(Extracted records)
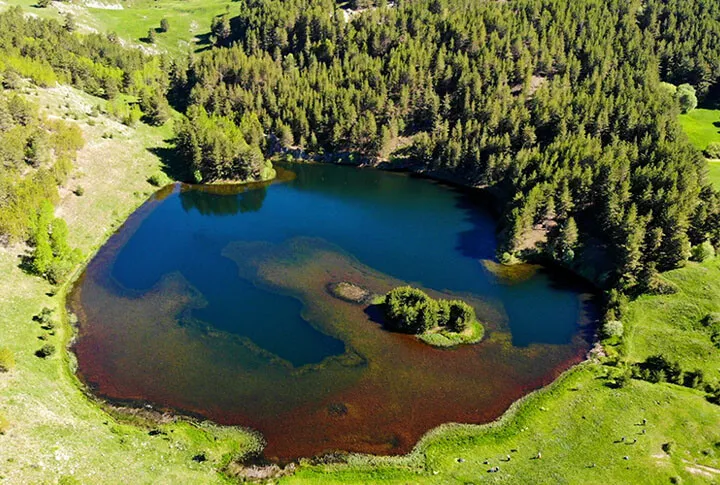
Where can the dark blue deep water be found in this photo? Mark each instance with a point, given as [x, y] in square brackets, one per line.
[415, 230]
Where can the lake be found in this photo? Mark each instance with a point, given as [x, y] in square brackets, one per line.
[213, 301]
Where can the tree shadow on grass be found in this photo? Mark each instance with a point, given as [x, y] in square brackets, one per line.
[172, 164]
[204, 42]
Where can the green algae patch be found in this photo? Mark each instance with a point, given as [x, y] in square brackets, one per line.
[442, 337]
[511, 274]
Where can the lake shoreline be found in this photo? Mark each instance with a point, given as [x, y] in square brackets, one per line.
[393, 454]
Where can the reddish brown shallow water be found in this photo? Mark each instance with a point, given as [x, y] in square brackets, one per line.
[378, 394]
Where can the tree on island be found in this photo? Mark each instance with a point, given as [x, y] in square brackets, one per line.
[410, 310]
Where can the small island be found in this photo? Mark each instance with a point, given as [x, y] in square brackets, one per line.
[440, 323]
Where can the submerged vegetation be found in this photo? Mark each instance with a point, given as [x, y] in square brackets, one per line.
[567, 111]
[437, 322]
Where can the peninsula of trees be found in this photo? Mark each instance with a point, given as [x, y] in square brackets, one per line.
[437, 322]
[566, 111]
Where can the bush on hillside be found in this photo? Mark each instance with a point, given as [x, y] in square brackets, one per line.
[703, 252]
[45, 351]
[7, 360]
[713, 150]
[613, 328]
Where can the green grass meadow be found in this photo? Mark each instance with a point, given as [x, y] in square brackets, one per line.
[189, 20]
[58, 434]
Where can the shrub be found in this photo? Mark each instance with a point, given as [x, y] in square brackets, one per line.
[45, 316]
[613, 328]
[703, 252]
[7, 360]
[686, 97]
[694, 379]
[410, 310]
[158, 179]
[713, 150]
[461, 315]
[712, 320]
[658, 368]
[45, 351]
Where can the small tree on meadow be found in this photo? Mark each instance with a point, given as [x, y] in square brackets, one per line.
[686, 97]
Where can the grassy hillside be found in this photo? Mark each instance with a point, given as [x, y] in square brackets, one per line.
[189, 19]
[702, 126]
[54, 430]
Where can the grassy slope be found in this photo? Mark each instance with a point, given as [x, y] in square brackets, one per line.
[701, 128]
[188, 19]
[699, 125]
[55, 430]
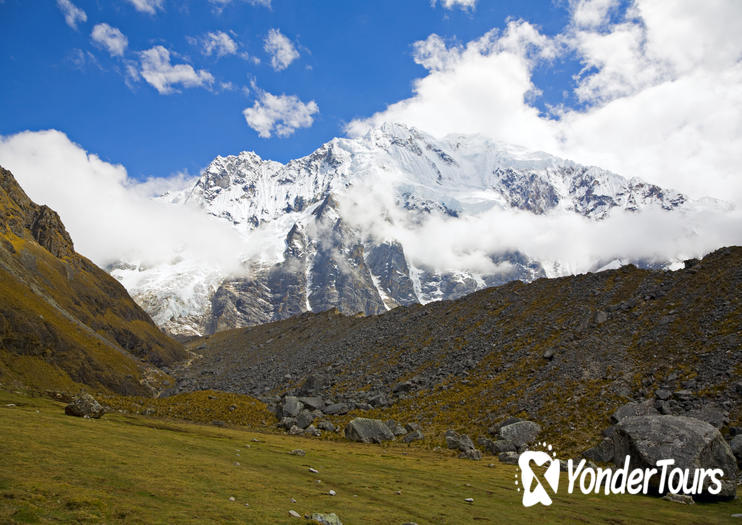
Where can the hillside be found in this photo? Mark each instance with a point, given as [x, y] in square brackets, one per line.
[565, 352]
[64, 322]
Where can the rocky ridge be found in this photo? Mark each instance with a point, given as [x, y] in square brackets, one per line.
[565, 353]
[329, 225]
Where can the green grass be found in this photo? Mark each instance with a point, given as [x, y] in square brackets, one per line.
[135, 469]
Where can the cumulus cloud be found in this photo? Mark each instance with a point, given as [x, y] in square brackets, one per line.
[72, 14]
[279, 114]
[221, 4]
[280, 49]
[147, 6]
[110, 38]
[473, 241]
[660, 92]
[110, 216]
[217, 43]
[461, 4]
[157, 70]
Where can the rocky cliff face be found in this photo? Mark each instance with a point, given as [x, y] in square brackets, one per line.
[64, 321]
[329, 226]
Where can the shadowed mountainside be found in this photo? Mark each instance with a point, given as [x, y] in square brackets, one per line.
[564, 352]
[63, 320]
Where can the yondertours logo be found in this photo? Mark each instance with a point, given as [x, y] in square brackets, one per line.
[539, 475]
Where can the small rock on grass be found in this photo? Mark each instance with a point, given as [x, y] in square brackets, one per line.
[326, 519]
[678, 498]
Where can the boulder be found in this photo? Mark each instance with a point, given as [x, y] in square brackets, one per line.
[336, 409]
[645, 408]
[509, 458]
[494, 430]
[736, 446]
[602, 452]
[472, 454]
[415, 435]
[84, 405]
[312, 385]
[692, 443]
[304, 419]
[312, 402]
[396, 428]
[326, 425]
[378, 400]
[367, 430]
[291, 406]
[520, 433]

§ WHAT YOU WILL DO
Write the records above out again word for word, skipping each picture.

§ ANSWER TO THE PROBLEM
Where can the dark blue deep water be found in this photo? Mark each instance with a point, given as [x, y] in square brackets, one per line.
[415, 230]
Where can the lake be found in this photo? Mark each instance with a point, given as [x, y] in square brackets, one per line.
[213, 301]
Where can the tree shadow on grass be found in this photo? Mark each instance with a point, given as [x, y] in square brackets, one per line.
[172, 164]
[204, 42]
Where can the green algae patch be found in this photo? Mark each instance with a point, given as [x, y] in square brackets, one per line.
[442, 337]
[511, 274]
Where can the lake shoreline be found in this photo? Mark each instance with a point, given as [x, y] in square brackets, one per line.
[393, 454]
Where can the reddish brown shallow water be found in this photo? Mark each instance with a point, given as [x, y] in square brackets, one per line.
[378, 394]
Where can the tree on island be found in this photo? Mark each instance with a point, given as [x, y] in square brackets, one per line.
[410, 310]
Where can the small island be found in this photo? Mark each instance with a point, given as [x, y] in square brackets, one per line.
[440, 323]
Where can the submerged vegetation be found in this photo? Mark each instance with a point, given as [x, y] in square brackets, one per line.
[567, 111]
[437, 322]
Where can the peninsula of trees be found in this photo? Mark each instance with a point, given as [x, y] in square brackets, one per line.
[437, 322]
[566, 111]
Where can the bush on hillside be found in this photo? Mark each instance with a point, given as [x, y] in square brackets, one per line.
[703, 252]
[45, 351]
[7, 360]
[713, 150]
[613, 328]
Where can the green grass meadow be found in this photo? Mark each instance with a point, given as [x, y] in square brackets, one per line.
[189, 20]
[58, 434]
Where can the shrub be found in this photo? Mark each instance with a point, given as [x, y] in square brackets, one per line.
[45, 316]
[613, 328]
[703, 252]
[7, 360]
[686, 97]
[694, 379]
[410, 310]
[158, 179]
[713, 150]
[461, 315]
[712, 320]
[658, 368]
[45, 351]
Where can the small tree on meadow be found in this photo? Mark each instance with a point, given as [x, y] in square brackets, one per line.
[686, 97]
Where can the grassy hillside be found in this photo? Mark each instance with a point, given as [x, y] in square brackets, one per line.
[189, 19]
[702, 126]
[54, 430]
Where can the grassy slope be found in this photo? Mark each instance with a point, given as [x, y] in square brackets, one per line.
[701, 128]
[188, 19]
[699, 125]
[55, 430]
Where can the hillside be found in this photo? Mark each instance with a point, given as [x, y] in square brackets, one per line.
[565, 352]
[64, 322]
Where can the rocky ridge be found in this photo? Mark each instance with a point, given as [x, y] in square brackets, one per line.
[565, 353]
[329, 225]
Where can the green grass be found in this photo? Mark each instance with a point, given as [x, y] in square brackets, one per line.
[135, 469]
Where can the cumulus cloud be found in this photo? Mark each instance with a point, given as [x, y] in square brackets, one per line.
[72, 14]
[279, 114]
[221, 4]
[280, 49]
[147, 6]
[110, 38]
[473, 241]
[660, 92]
[110, 216]
[217, 43]
[461, 4]
[157, 70]
Where can the rocky cliff face be found in this photo? Mark each instance with a point, given as [x, y] in square brackets, one per line.
[64, 321]
[329, 226]
Where can the shadowed mountainside be found in this photo? Mark each instance with a point, given as [x, y] in square brackets, one per line.
[564, 352]
[63, 320]
Where can the yondertours logo be found in this photo? Mark each instance with a point, given as [x, y] in square brackets, one per line.
[539, 475]
Where can the small rock on grass be found in this photo? Mark each instance with a point, given as [x, y] in square brackets, one per line.
[326, 519]
[678, 498]
Where can the boulder be found in this photo? Mark each instance with a point, given as [x, y] in square brackets, one per line.
[336, 409]
[645, 408]
[509, 458]
[494, 430]
[736, 446]
[602, 452]
[472, 454]
[415, 435]
[84, 405]
[312, 385]
[692, 443]
[304, 419]
[312, 402]
[396, 428]
[326, 425]
[378, 400]
[367, 430]
[291, 406]
[520, 433]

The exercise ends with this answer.